**YOUR GOAL:**
Lines before the one containing "Mark every instance of the sunlit" are excluded; retype that line and all remaining lines of the material exactly.
* Start RECORDS TO USE *
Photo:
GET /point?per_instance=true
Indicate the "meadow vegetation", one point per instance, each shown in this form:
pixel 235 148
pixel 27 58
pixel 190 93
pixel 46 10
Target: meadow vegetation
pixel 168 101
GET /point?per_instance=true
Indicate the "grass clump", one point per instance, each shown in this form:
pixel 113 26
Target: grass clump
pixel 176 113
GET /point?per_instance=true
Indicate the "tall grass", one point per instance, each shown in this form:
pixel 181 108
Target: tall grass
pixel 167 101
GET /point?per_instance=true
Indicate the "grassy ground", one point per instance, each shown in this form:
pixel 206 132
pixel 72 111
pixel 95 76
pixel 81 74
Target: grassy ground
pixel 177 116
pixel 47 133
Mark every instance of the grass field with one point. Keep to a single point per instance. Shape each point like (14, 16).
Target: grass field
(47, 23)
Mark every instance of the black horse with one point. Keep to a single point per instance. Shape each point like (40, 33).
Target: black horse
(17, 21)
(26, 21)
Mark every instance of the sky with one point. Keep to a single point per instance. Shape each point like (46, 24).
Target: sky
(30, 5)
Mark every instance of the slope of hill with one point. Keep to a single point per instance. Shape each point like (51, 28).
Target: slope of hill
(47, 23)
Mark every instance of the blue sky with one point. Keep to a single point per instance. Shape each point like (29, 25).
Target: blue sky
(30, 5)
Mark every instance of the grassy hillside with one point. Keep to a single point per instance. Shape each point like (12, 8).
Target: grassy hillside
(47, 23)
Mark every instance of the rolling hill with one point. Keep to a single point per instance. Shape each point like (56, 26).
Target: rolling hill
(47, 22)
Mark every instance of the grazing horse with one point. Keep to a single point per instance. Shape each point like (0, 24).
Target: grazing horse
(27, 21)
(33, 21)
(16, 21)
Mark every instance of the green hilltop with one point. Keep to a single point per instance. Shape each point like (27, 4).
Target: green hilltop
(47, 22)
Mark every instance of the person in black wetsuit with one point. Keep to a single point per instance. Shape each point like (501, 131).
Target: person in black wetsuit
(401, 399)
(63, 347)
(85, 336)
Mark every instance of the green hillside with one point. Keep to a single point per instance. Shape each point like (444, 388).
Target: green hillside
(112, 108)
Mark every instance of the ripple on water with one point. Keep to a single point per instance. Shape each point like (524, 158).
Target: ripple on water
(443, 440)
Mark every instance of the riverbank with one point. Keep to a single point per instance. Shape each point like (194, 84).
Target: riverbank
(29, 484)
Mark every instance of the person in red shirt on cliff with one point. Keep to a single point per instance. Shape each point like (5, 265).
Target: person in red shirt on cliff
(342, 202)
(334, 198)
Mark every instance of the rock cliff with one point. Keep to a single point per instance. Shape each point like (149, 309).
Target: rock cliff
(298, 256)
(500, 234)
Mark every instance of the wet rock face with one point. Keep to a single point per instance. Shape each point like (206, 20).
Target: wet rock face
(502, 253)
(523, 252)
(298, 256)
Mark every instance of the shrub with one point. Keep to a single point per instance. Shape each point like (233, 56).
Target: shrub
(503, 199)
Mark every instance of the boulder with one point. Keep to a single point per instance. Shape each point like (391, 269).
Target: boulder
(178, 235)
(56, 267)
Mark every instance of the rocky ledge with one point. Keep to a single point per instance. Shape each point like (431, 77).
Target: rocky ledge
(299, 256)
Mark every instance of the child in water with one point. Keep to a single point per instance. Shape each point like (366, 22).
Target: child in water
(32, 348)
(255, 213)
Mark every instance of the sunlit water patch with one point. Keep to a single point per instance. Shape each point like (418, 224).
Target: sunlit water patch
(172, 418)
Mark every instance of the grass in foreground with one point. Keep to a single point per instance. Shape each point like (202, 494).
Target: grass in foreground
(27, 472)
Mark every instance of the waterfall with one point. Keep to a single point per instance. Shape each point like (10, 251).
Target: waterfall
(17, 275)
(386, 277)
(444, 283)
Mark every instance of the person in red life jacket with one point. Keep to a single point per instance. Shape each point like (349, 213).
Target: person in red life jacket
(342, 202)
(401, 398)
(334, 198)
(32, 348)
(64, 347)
* End RECORDS TO USE *
**THE OUTPUT:**
Mark every instance of the sunlit water patch with one point. Keep to a single point per instance. Shape each point like (418, 224).
Target: sunlit water patch
(172, 418)
Mark every instance of the grass in foreground with one point. Keep to a single point per instance. Shape each point like (202, 494).
Target: grass in foreground
(27, 472)
Mark every instance of the waterfall with one point. Keep to a single point per instance. Shape each point like (10, 251).
Target: waterfall
(17, 275)
(386, 277)
(444, 283)
Mark every instance of the person in red life jacket with one point. Keep to a single point per instance. Shape each point like (349, 213).
Target: person in red life jacket
(342, 202)
(401, 398)
(334, 198)
(32, 348)
(64, 347)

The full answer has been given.